##### PAGE
Wednesday, June 13, 2012

Project: The Undocumented Projects

I’ve gotten a few requests for the last couple years for pictures and details on several projects that I’ve done to my old camper that were never really photo documented or ever had a post written up for them. 

I’ve individually supplied the pictures and verbal details so many times that I decided to finally write a blog post about it so that I’ve got it archived somewhere Smile

So, thanks to me having a handy little camera in my HTC Thunderbolt, I was able to make quick work of documenting a bunch of “Now” pictures of things that I’ve done for the blog.

Since I didn’t detail when exactly I did any of these projects, I’m going from my best guess based on events when I did these projects, so, the month and year are my best guesses as to when I undertook these projects.


Pantry Cabinet Remodel (January, 2010)

The real project that started the whole remodel of storage in my camper, and also one of my more frequently asked about undocumented projects.
##########
- EXERCISE BRIEF: Reproduce the camper blog post above in full, word for word.
##### DATA LISTING
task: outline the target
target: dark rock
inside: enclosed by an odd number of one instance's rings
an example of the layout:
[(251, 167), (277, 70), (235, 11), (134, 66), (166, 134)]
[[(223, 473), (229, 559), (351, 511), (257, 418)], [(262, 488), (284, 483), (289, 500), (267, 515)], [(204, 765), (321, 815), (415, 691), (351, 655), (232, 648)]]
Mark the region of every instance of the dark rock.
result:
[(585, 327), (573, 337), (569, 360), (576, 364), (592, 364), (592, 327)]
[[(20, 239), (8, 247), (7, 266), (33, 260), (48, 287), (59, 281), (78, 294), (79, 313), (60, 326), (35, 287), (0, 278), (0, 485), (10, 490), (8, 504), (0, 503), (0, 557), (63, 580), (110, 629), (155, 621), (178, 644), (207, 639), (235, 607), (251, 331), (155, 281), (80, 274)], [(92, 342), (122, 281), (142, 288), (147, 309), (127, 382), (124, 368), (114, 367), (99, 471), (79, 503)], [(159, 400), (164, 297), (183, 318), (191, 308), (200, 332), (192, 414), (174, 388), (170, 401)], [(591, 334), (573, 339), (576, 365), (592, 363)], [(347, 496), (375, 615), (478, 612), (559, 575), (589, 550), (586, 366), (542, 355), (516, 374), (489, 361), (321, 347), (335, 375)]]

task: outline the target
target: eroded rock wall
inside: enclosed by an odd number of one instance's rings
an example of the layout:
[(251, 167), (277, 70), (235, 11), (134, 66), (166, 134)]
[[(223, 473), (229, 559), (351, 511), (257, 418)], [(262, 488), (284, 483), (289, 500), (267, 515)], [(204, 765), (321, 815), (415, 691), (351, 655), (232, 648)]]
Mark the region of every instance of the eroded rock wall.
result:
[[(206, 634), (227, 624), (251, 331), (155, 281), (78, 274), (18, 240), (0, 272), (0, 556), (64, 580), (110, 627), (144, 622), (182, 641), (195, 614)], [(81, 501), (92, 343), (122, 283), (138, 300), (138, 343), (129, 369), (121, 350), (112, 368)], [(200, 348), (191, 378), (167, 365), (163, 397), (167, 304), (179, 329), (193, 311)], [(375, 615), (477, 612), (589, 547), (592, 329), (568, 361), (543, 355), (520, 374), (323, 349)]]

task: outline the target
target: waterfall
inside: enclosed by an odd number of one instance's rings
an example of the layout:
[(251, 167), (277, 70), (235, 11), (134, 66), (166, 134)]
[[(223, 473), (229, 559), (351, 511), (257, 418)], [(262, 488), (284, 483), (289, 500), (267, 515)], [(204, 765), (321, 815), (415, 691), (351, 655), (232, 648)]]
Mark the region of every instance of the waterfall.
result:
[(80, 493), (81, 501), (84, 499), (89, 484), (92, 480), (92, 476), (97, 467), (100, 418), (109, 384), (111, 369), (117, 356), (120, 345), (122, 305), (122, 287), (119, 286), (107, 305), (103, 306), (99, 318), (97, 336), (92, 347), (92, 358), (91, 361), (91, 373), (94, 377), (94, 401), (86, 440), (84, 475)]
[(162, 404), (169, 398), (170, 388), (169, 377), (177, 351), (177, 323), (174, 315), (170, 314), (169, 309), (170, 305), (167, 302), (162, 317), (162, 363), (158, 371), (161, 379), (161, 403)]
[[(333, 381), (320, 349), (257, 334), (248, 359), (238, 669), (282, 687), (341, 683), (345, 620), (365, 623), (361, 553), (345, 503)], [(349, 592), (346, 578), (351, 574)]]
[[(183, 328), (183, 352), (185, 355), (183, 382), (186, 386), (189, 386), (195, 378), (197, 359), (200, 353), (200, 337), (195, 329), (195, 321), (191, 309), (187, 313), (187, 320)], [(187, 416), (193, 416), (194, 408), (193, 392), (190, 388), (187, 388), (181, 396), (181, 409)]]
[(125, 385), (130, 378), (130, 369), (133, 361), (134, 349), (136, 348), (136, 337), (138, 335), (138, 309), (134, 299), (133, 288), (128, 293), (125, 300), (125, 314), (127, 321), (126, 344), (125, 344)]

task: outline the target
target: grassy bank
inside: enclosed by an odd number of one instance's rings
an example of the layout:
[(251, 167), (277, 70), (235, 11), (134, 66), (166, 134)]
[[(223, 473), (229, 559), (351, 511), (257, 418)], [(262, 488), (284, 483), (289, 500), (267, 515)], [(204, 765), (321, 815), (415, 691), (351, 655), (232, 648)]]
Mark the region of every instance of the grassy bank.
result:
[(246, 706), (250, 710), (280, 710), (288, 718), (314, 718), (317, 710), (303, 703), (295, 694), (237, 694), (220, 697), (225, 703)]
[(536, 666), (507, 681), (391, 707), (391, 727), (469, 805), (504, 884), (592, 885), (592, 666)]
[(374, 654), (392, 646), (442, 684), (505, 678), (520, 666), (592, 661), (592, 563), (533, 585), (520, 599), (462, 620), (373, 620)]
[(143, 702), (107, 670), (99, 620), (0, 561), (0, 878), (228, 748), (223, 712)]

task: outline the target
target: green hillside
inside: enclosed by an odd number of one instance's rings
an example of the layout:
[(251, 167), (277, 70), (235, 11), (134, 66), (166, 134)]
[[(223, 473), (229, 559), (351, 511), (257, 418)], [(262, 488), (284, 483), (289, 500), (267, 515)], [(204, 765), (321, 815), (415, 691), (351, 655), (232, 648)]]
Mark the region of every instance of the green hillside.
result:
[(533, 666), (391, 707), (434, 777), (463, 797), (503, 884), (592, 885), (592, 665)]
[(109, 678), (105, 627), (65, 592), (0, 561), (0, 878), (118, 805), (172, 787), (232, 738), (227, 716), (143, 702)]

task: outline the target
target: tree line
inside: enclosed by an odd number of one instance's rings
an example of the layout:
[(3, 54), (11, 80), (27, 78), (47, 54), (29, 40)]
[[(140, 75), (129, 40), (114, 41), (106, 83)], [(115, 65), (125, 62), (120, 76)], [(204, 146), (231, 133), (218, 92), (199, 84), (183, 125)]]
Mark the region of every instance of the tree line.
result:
##########
- FULL RESPONSE:
Wednesday, June 13, 2012

Project: The Undocumented Projects

I’ve gotten a few requests for the last couple years for pictures and details on several projects that I’ve done to my old camper that were never really photo documented or ever had a post written up for them. 

I’ve individually supplied the pictures and verbal details so many times that I decided to finally write a blog post about it so that I’ve got it archived somewhere Smile

So, thanks to me having a handy little camera in my HTC Thunderbolt, I was able to make quick work of documenting a bunch of “Now” pictures of things that I’ve done for the blog.

Since I didn’t detail when exactly I did any of these projects, I’m going from my best guess based on events when I did these projects, so, the month and year are my best guesses as to when I undertook these projects.


Pantry Cabinet Remodel (January, 2010)

The real project that started the whole remodel of storage in my camper, and also one of my more frequently asked about undocumented projects.